**EXERCISE BRIEF**
Starting at the first line below, copy through to the last line exactly.

**EXTRACTED MATERIAL**
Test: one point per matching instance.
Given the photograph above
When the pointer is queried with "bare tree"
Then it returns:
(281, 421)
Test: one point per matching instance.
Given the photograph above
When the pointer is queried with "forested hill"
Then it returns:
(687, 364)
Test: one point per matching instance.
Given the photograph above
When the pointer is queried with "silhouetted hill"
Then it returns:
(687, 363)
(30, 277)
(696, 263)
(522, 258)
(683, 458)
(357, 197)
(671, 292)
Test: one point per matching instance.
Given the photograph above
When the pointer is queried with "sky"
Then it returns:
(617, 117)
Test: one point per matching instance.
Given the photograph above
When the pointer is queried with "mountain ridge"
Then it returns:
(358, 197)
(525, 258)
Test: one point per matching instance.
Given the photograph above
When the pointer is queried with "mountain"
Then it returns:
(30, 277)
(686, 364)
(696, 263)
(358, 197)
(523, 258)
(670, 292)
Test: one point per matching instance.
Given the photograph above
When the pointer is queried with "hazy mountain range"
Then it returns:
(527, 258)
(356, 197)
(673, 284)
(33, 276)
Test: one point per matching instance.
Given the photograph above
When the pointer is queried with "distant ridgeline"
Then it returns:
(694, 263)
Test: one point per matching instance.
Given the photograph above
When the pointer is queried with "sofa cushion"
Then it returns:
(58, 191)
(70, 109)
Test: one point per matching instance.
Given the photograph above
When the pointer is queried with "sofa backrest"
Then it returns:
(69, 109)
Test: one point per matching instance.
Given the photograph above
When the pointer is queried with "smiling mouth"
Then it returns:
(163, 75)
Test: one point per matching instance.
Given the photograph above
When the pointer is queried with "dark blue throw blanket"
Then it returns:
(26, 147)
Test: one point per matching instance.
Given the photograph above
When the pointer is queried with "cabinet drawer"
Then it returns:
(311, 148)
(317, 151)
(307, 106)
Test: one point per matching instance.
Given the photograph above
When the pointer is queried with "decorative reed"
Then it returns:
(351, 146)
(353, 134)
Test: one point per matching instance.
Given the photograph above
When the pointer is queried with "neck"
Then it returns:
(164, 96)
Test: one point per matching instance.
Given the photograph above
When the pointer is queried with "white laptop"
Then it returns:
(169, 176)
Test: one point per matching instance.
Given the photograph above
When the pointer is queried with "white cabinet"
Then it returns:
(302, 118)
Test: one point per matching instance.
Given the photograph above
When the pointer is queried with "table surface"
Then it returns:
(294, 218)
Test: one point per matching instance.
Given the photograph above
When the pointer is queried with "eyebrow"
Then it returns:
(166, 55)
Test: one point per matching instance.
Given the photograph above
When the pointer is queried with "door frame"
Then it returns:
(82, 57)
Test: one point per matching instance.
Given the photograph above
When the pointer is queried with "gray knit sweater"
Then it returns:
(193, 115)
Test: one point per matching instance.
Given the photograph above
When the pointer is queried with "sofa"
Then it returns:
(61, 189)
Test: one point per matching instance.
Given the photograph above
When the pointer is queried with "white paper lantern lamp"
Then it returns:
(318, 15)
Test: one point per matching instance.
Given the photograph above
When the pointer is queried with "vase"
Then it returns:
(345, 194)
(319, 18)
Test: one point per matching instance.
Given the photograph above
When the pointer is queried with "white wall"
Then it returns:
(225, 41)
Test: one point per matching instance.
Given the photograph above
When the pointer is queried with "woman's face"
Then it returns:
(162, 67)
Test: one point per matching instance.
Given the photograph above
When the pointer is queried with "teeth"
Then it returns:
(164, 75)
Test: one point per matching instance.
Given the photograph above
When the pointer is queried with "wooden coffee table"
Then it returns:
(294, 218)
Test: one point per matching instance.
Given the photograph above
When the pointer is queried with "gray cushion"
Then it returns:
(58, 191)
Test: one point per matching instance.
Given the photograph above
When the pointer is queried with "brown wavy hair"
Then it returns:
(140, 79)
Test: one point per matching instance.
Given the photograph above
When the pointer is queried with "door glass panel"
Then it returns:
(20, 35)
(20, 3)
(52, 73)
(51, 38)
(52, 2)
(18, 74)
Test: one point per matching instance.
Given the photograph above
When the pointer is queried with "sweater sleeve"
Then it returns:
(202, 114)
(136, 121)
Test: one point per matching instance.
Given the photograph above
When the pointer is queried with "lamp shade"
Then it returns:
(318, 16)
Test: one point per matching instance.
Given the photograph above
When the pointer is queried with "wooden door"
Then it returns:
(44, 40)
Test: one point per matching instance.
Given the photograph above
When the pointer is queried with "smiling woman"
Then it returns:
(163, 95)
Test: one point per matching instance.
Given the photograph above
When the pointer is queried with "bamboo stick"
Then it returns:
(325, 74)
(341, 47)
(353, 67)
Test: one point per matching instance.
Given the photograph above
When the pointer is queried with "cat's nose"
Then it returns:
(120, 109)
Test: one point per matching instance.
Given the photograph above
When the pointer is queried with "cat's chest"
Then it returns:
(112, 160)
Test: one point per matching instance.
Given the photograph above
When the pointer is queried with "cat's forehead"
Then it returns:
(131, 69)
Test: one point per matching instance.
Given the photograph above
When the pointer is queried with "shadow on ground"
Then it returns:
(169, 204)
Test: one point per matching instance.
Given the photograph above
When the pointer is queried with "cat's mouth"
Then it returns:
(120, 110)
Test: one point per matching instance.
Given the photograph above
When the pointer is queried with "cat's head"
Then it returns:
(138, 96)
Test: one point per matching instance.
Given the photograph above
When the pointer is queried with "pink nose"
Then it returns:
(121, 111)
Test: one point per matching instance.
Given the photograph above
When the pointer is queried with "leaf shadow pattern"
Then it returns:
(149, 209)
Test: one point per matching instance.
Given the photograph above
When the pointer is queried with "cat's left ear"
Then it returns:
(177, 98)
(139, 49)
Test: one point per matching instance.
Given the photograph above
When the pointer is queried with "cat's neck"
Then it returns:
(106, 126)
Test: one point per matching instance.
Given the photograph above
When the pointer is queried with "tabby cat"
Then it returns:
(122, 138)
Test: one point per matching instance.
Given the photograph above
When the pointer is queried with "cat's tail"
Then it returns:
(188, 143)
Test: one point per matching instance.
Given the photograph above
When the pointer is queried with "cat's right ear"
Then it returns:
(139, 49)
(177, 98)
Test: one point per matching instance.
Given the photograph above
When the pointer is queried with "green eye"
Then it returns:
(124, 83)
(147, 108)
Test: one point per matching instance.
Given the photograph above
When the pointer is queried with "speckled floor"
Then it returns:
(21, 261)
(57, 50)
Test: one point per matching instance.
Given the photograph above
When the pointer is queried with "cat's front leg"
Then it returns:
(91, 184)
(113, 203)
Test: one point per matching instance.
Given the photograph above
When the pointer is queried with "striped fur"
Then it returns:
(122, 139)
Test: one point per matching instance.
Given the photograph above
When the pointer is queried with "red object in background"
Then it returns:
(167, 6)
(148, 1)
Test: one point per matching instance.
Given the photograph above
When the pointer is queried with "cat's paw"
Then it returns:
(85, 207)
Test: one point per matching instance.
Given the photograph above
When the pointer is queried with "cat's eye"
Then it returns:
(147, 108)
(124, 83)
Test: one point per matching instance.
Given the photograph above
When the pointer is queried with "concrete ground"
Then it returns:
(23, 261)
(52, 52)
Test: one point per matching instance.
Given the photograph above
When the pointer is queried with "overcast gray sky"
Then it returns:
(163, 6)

**EXERCISE ANSWER**
Test: one point per matching instance.
Given the photograph above
When the pointer is queried with "bare tree"
Then it returns:
(281, 421)
Test: one point per matching instance.
Given the photograph above
When the pointer is queried with "forested hill"
Then it returns:
(687, 364)
Test: one point per matching instance.
Given the photograph above
When the pointer is queried with "silhouetted hill"
Then it returns:
(687, 363)
(30, 277)
(696, 263)
(522, 258)
(683, 458)
(357, 197)
(671, 292)
Test: one point per matching instance.
Given the photograph above
When the pointer is queried with "sky"
Then it returns:
(617, 117)
Test: one point per matching instance.
Given the photograph above
When the pointer is queried with "mountain ridge"
Then it returns:
(358, 197)
(525, 258)
Test: one point per matching instance.
Given the photograph above
When the pointer is queried with "mountain"
Then it returns:
(30, 277)
(686, 364)
(696, 263)
(358, 197)
(523, 258)
(670, 292)
Test: one point per matching instance.
Given the photograph above
When the pointer is queried with "hazy mountain range"
Then it returns:
(527, 258)
(356, 197)
(673, 284)
(33, 276)
Test: one point per matching instance.
Given the photograph above
When the pointer is queried with "distant ridgeline"
Then it returns:
(694, 263)
Test: one point per matching instance.
Given the photograph above
When the pointer is queried with "sofa cushion"
Then it returns:
(58, 191)
(70, 109)
Test: one point per matching instance.
Given the photograph above
When the pointer is queried with "sofa backrest"
Then it returns:
(69, 109)
Test: one point per matching instance.
Given the photograph above
When the pointer is queried with "smiling mouth"
Then it returns:
(163, 75)
Test: one point per matching instance.
Given the photograph above
When the pointer is queried with "dark blue throw blanket"
Then it returns:
(26, 147)
Test: one point per matching instance.
Given the photograph above
When the pointer is queried with "cabinet drawer"
Then it returns:
(311, 148)
(317, 151)
(307, 106)
Test: one point per matching instance.
Given the photograph above
When the pointer is queried with "decorative reed"
Then it returns:
(351, 146)
(353, 134)
Test: one point per matching instance.
Given the photograph above
When the pointer is queried with "neck"
Then it returns:
(164, 96)
Test: one point per matching instance.
Given the photograph above
When the pointer is queried with "white laptop"
Then it returns:
(169, 176)
Test: one point per matching instance.
Given the photograph above
When the pointer is queried with "white cabinet"
Then it returns:
(302, 118)
Test: one point per matching instance.
Given the photograph above
When the pointer is queried with "table surface"
Then it returns:
(294, 218)
Test: one point per matching instance.
Given the photograph above
When the pointer is queried with "eyebrow"
Then it returns:
(166, 55)
Test: one point per matching instance.
Given the photograph above
When the pointer is queried with "door frame"
Then it returns:
(82, 57)
Test: one point per matching instance.
Given the photograph above
When the pointer is queried with "gray knit sweater"
Then it returns:
(193, 115)
Test: one point per matching instance.
Given the photograph above
When the pointer is queried with "sofa"
Then it returns:
(61, 189)
Test: one point per matching instance.
Given the photograph above
When the pointer is queried with "white paper lantern lamp"
Then it returns:
(318, 15)
Test: one point per matching instance.
Given the photograph above
When the pointer is queried with "vase"
Then it returns:
(345, 194)
(319, 18)
Test: one point per matching instance.
Given the photograph above
When the pointer is queried with "white wall"
Then it returns:
(225, 41)
Test: one point per matching instance.
Given the photograph above
When the pointer is queried with "woman's face"
Then it returns:
(162, 67)
Test: one point per matching instance.
Given the photograph above
When the pointer is queried with "teeth"
Then it returns:
(164, 75)
Test: one point per matching instance.
Given the photograph above
When the pointer is queried with "wooden coffee table"
Then it returns:
(294, 218)
Test: one point per matching instance.
Given the photograph above
When the pointer is queried with "gray cushion"
Then it returns:
(58, 191)
Test: one point per matching instance.
Given the photograph above
When the pointer is queried with "brown wavy hair"
Then it returns:
(140, 79)
Test: one point per matching instance.
Given the photograph above
When the pointer is queried with "door glass panel"
Then it returns:
(20, 35)
(20, 3)
(52, 73)
(51, 38)
(52, 2)
(18, 74)
Test: one point per matching instance.
Given the photograph above
When the pointer is queried with "sweater sleeve"
Then it returns:
(202, 114)
(136, 121)
Test: one point per matching instance.
Given the photograph above
When the pointer is queried with "lamp shade"
Then it returns:
(318, 16)
Test: one point per matching instance.
Given the photograph above
When the pointer is queried with "wooden door"
Then it returns:
(44, 40)
Test: one point per matching instance.
Given the photograph above
When the pointer is queried with "smiling woman"
Then it returns:
(163, 95)
Test: one point per matching instance.
Given the photograph above
When the pointer is queried with "bamboo stick"
Then it returns:
(325, 74)
(341, 47)
(353, 67)
Test: one point per matching instance.
Given the photograph above
When the pointer is queried with "cat's nose"
Then it returns:
(120, 109)
Test: one point per matching instance.
Given the photograph above
When the pointer is queried with "cat's chest"
Then it returns:
(112, 160)
Test: one point per matching instance.
Given the photograph above
When the pointer is queried with "cat's forehead"
Then it returns:
(131, 69)
Test: one point per matching instance.
Given the photograph above
When the pointer is queried with "shadow on ground"
Then it returns:
(169, 204)
Test: one point per matching instance.
Given the photograph above
When the pointer is queried with "cat's mouth"
Then it returns:
(120, 110)
Test: one point per matching instance.
Given the photograph above
When the pointer is queried with "cat's head"
Then it returns:
(138, 96)
Test: one point per matching instance.
Given the photograph above
When the pointer is queried with "pink nose"
Then it returns:
(121, 111)
Test: one point per matching instance.
Given the photograph above
When the pointer is queried with "leaf shadow pattern"
Then it returns:
(149, 209)
Test: one point per matching instance.
Given the photograph above
When the pointer is queried with "cat's left ear"
Then it returns:
(177, 98)
(139, 49)
Test: one point per matching instance.
Given the photograph above
When the pointer is queried with "cat's neck"
Then it returns:
(106, 126)
Test: one point per matching instance.
Given the photograph above
When the pointer is queried with "tabby cat"
Then it returns:
(122, 138)
Test: one point per matching instance.
Given the photograph above
When the pointer is queried with "cat's tail"
Then it returns:
(188, 143)
Test: one point per matching instance.
Given the photograph above
When the pointer is queried with "cat's right ear"
Then it returns:
(139, 49)
(177, 98)
Test: one point per matching instance.
Given the photograph above
When the pointer is queried with "green eye"
Then it returns:
(124, 83)
(147, 108)
Test: one point per matching instance.
Given the photograph above
When the pointer is queried with "speckled floor"
Then it returns:
(21, 261)
(57, 50)
Test: one point per matching instance.
Given the photograph above
When the pointer is queried with "cat's front leg"
Then it returns:
(91, 184)
(113, 203)
Test: one point per matching instance.
Given the photograph above
When the pointer is queried with "striped fur"
Then it returns:
(122, 139)
Test: one point per matching instance.
Given the photograph above
When the pointer is queried with "red object in background"
Then it returns:
(167, 6)
(148, 1)
Test: one point per matching instance.
Given the photograph above
When the pointer is queried with "cat's paw"
Then it returns:
(85, 207)
Test: one point per matching instance.
Given the photograph above
When the pointer is queried with "cat's eye"
Then it returns:
(147, 108)
(124, 83)
Test: one point per matching instance.
Given the photograph above
When the pointer is queried with "concrete ground"
Then it returns:
(23, 261)
(52, 52)
Test: one point per matching instance.
Given the photograph above
When the pointer is queried with "overcast gray sky"
Then it returns:
(163, 6)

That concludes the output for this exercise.